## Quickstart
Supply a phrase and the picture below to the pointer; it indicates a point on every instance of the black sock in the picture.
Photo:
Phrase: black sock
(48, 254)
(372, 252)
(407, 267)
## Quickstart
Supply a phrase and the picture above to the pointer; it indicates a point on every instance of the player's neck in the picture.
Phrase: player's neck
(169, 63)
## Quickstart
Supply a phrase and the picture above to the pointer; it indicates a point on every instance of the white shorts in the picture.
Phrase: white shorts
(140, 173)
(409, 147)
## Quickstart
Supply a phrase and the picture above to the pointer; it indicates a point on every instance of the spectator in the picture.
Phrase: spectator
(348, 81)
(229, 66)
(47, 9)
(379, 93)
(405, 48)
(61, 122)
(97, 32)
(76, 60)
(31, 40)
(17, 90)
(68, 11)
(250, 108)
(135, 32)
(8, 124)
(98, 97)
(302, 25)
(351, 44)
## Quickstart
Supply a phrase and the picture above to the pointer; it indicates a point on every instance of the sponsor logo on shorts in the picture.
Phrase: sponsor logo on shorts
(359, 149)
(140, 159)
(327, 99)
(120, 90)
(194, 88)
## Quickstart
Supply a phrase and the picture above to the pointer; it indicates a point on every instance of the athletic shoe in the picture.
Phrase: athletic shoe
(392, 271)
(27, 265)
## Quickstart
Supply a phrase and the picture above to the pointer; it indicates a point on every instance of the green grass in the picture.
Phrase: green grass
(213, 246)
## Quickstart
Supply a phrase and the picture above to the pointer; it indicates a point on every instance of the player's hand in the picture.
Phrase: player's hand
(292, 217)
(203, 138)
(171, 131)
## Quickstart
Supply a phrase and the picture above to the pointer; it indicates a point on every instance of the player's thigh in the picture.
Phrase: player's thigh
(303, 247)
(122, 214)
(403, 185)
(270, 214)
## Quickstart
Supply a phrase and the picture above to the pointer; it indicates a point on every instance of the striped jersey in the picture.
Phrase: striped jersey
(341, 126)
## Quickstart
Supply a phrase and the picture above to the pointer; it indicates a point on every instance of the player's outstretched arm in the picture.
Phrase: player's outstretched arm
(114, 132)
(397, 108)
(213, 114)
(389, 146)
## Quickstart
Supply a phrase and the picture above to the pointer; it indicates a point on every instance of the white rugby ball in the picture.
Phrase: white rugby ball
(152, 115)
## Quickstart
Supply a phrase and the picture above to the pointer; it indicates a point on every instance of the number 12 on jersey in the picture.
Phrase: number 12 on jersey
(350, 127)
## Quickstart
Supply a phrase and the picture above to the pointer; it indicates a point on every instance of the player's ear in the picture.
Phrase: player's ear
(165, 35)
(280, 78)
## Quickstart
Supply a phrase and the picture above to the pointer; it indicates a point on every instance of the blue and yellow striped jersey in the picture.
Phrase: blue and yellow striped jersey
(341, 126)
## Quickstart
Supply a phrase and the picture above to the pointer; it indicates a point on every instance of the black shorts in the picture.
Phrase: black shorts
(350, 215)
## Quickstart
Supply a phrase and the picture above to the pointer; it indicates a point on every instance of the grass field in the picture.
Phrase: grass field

* **Task goal**:
Wherever the word "field" turns up in a line of the entries above, copy that line.

* **Finished task**:
Supply a phrase and the picture above to the pointer; it indicates a point on every instance of the grass field in the picture.
Phrase: grass field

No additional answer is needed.